▸ Task to complete: Update the records below by replacing "cirrus cloud" with "contrail" and changing nothing else. Leave the pictures out of the output.

▸ Dataset excerpts:

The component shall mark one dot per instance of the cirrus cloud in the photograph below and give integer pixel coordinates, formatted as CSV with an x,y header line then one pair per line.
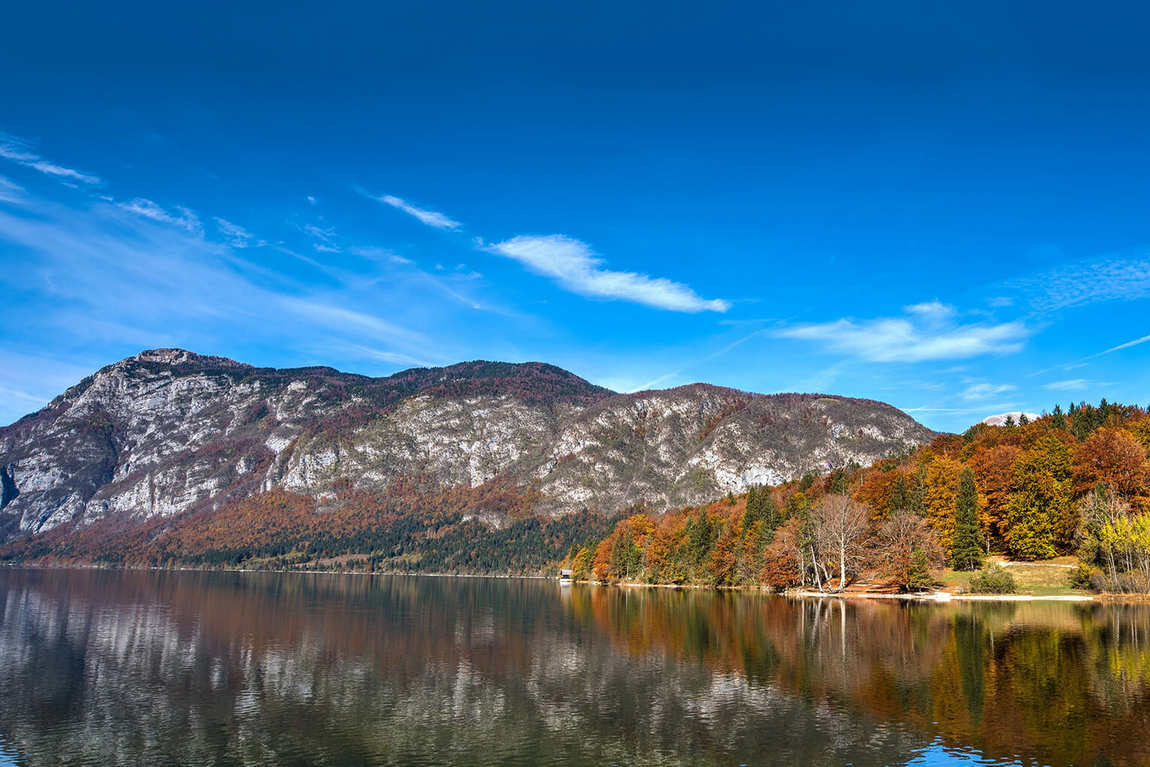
x,y
920,336
576,267
430,217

▸ Final result:
The component shall mark one dot per instance of the contrail in the photograph below and give integer pixel coordinates, formatted as CSV with an x,y header line then one pair per line.
x,y
920,336
576,267
430,217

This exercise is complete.